### EXERCISE PROMPT
Pull out each line of the records below that contains the string "skirting", and copy those lines in their original order.

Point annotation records

'''

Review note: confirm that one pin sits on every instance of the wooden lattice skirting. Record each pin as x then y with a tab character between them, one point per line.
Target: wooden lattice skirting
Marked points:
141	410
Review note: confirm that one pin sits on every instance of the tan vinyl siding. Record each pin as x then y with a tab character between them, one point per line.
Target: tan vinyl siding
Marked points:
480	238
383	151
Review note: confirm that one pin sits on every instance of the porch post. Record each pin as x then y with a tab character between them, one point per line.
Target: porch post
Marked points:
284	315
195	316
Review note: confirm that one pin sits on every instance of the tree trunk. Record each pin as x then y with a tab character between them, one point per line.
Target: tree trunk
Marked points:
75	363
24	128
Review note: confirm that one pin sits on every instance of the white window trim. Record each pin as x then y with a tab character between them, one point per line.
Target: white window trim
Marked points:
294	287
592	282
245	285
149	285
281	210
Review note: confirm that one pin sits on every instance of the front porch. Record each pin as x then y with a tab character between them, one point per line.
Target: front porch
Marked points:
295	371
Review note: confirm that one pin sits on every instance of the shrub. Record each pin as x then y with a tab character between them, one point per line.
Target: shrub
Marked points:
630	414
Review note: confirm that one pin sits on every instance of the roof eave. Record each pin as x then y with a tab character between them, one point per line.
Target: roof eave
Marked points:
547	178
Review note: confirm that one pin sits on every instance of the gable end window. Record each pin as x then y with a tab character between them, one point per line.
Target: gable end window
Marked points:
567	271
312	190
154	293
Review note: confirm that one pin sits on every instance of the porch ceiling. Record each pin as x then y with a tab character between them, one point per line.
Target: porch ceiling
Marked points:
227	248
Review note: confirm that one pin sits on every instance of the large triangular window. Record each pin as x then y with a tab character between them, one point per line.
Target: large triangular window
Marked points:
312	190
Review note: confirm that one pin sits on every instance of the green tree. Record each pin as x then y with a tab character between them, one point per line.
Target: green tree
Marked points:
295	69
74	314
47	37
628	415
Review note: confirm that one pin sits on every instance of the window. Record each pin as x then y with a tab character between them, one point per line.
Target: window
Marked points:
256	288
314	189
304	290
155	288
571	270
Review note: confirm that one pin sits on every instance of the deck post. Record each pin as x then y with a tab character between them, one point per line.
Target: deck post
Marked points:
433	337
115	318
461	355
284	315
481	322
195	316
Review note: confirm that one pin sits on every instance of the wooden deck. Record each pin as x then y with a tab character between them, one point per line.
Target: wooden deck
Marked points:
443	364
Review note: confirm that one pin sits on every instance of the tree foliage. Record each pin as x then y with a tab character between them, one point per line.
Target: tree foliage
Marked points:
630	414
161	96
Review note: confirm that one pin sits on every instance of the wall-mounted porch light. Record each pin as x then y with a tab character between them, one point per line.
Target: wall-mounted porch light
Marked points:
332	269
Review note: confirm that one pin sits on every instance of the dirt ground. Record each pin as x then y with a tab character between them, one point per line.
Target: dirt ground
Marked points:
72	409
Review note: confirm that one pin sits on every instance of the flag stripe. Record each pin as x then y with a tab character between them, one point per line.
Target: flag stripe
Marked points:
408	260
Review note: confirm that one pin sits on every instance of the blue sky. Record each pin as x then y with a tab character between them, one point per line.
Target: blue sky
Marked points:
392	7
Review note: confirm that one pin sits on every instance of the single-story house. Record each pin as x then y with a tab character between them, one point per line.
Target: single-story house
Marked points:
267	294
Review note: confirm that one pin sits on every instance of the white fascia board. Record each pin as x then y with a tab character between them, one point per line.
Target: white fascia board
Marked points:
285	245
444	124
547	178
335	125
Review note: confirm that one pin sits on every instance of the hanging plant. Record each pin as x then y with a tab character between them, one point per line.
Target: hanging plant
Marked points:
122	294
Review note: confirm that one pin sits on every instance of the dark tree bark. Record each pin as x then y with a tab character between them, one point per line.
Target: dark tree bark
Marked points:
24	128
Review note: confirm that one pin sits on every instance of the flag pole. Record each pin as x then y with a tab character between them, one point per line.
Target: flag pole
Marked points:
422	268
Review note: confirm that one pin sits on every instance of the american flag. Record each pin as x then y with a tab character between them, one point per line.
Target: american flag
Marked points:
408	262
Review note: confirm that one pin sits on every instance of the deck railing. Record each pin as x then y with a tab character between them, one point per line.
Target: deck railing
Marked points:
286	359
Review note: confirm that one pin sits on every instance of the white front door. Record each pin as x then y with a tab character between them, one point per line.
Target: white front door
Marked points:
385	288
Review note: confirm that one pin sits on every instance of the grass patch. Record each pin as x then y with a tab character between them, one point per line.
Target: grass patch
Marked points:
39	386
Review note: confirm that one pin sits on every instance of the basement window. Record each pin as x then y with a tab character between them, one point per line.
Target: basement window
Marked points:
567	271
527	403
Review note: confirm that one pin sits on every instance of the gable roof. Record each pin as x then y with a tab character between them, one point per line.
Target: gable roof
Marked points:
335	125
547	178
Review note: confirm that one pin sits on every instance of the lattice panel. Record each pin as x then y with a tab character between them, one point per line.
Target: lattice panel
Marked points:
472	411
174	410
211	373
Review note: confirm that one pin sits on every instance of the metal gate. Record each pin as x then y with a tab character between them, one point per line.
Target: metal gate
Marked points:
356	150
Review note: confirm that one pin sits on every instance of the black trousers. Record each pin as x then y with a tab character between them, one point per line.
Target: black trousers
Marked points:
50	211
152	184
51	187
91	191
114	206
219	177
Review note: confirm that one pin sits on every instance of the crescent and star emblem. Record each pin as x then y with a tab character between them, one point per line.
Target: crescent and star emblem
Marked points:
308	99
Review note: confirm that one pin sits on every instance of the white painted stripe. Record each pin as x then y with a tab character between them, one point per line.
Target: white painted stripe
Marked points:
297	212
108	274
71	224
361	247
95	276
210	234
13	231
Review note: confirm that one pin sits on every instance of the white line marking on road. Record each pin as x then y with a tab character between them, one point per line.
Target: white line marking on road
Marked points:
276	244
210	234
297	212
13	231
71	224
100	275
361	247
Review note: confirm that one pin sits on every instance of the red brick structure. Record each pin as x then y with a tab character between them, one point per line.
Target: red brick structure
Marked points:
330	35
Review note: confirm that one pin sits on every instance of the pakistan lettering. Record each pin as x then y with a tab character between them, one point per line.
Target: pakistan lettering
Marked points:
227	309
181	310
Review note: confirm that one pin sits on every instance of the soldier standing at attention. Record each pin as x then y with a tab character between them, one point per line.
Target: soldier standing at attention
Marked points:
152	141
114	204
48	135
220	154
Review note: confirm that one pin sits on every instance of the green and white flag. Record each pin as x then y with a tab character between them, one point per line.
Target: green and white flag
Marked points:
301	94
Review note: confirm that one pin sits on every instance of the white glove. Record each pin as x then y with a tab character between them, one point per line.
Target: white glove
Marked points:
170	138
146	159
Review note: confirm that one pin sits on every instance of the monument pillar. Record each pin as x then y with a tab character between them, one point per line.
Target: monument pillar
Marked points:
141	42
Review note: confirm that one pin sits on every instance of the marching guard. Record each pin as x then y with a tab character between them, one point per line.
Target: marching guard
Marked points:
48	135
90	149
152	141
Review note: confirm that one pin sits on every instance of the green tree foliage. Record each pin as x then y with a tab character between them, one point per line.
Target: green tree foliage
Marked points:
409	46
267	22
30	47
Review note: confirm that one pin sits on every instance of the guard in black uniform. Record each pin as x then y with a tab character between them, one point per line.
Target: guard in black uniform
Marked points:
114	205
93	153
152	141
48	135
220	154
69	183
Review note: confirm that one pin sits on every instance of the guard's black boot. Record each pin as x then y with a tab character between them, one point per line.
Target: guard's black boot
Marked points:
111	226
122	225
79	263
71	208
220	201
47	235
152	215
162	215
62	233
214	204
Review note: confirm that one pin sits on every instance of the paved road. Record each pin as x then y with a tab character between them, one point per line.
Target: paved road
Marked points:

'''
'''

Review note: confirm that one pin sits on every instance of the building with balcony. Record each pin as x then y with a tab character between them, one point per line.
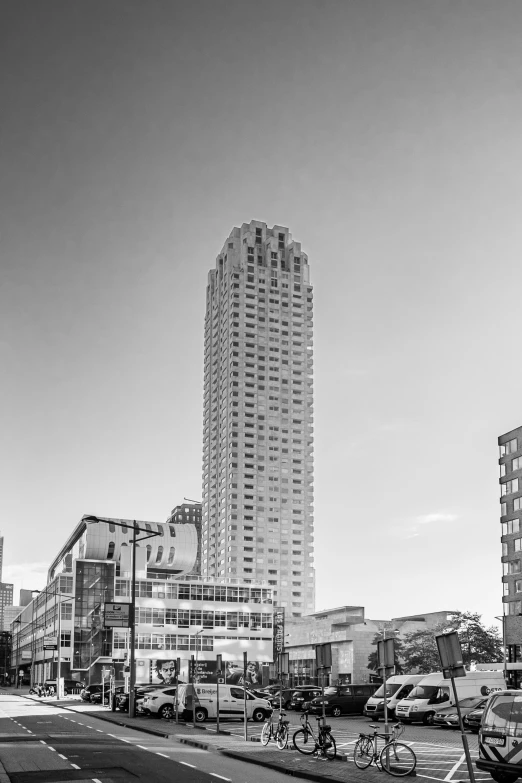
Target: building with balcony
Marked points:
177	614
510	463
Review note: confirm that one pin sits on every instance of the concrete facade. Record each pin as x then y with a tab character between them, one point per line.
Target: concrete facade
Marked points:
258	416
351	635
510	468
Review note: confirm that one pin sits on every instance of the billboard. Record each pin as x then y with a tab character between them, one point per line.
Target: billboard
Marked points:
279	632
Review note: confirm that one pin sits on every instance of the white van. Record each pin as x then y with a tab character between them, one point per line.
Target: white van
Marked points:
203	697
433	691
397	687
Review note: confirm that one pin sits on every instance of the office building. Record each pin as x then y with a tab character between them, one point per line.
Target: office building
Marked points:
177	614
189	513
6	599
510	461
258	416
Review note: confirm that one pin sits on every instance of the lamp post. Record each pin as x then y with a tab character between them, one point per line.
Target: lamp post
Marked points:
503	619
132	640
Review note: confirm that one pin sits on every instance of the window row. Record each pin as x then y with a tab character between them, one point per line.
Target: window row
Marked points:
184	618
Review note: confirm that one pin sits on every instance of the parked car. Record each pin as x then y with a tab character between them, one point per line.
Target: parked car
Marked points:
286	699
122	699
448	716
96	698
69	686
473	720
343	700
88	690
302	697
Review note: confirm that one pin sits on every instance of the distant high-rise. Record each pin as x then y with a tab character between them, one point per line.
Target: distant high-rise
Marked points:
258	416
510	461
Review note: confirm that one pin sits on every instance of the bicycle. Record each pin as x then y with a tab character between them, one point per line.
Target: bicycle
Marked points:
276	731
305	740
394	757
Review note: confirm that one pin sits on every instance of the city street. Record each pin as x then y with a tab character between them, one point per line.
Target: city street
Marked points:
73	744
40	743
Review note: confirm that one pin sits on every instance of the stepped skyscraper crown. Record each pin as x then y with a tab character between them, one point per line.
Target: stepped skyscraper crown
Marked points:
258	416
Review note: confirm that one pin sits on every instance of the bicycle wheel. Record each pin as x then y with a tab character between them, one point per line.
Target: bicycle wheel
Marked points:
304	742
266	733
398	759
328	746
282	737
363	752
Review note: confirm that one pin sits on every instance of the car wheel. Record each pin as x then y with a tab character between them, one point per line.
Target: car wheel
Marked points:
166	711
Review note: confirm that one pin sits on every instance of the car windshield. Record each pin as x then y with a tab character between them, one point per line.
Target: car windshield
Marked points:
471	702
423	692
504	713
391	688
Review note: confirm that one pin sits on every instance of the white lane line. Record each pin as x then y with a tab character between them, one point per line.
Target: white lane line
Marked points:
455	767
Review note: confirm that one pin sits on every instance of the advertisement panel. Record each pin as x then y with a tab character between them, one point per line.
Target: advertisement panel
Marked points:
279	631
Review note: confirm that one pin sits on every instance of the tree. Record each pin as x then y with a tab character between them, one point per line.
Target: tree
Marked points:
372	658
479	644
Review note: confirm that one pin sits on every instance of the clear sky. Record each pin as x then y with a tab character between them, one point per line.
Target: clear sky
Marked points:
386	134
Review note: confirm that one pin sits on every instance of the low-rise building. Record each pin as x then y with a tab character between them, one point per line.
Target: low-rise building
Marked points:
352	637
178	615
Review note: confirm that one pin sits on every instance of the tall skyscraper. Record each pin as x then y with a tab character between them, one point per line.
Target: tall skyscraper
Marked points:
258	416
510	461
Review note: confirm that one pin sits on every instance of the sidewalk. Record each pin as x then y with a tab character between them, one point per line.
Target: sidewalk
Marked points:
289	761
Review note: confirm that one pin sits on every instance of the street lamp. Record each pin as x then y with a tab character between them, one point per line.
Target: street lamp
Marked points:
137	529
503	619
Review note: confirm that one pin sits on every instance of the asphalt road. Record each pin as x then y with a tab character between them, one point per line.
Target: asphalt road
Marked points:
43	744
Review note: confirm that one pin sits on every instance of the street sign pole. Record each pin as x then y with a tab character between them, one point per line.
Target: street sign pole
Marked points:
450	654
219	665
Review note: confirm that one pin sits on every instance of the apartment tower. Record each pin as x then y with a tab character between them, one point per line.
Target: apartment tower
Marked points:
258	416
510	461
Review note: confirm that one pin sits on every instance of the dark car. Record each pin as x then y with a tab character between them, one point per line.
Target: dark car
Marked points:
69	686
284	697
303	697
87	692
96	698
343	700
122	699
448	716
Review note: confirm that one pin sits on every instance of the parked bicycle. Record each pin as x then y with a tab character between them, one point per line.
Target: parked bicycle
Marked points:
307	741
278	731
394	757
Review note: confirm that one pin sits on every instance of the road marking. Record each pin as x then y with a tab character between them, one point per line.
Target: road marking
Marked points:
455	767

'''
'''

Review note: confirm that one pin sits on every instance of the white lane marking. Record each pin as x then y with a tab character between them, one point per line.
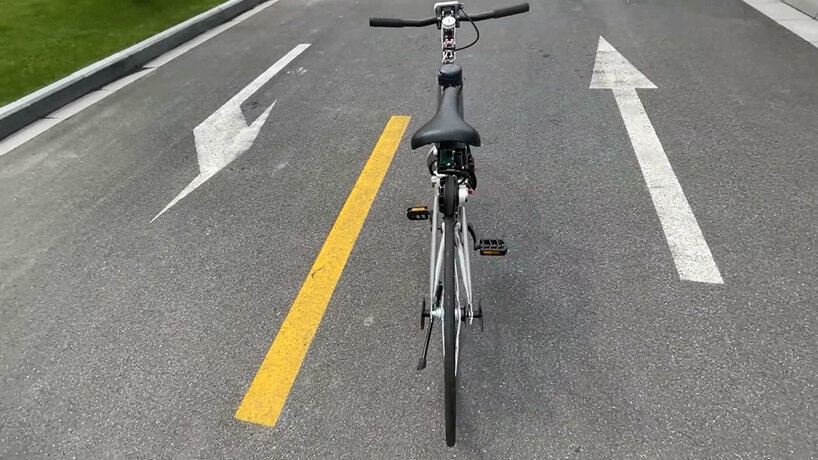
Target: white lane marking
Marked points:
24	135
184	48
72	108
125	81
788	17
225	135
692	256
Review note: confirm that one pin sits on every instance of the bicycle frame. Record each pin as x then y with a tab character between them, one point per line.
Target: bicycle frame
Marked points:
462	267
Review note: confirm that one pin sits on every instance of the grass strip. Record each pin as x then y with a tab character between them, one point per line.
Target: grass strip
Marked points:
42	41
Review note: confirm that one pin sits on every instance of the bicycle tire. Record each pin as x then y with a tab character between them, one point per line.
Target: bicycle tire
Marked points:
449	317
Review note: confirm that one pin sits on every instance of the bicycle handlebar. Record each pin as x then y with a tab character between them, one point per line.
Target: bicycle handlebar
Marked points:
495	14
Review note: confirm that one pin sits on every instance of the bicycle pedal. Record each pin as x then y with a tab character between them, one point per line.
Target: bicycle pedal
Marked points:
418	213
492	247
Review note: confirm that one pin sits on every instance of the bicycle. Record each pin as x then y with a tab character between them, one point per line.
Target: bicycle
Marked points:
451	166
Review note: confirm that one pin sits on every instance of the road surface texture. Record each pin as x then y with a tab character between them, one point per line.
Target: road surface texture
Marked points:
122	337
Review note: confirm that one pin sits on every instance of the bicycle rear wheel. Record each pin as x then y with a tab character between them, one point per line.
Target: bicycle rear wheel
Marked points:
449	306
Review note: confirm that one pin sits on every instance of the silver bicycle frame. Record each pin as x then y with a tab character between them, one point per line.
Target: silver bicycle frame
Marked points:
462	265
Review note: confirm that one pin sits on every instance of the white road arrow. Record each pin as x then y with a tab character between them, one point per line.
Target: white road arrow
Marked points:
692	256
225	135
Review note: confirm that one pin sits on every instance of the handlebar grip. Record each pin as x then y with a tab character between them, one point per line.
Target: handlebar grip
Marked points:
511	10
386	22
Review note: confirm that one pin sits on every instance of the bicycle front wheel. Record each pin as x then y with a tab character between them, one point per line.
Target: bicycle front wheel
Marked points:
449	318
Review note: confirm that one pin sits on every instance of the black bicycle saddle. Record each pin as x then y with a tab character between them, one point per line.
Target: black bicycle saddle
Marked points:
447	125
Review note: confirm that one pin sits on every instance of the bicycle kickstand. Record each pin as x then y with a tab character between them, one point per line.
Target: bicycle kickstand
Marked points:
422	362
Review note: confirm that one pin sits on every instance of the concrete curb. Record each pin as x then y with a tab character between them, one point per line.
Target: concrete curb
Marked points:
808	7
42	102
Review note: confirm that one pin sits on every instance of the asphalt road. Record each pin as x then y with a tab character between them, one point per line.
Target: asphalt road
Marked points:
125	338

'''

### REPLY
Review note: confirm that one pin sits on every instance of the wooden lattice skirting. Record each pin as x then y with a tab character between them, one point per line.
Target: wooden lattice skirting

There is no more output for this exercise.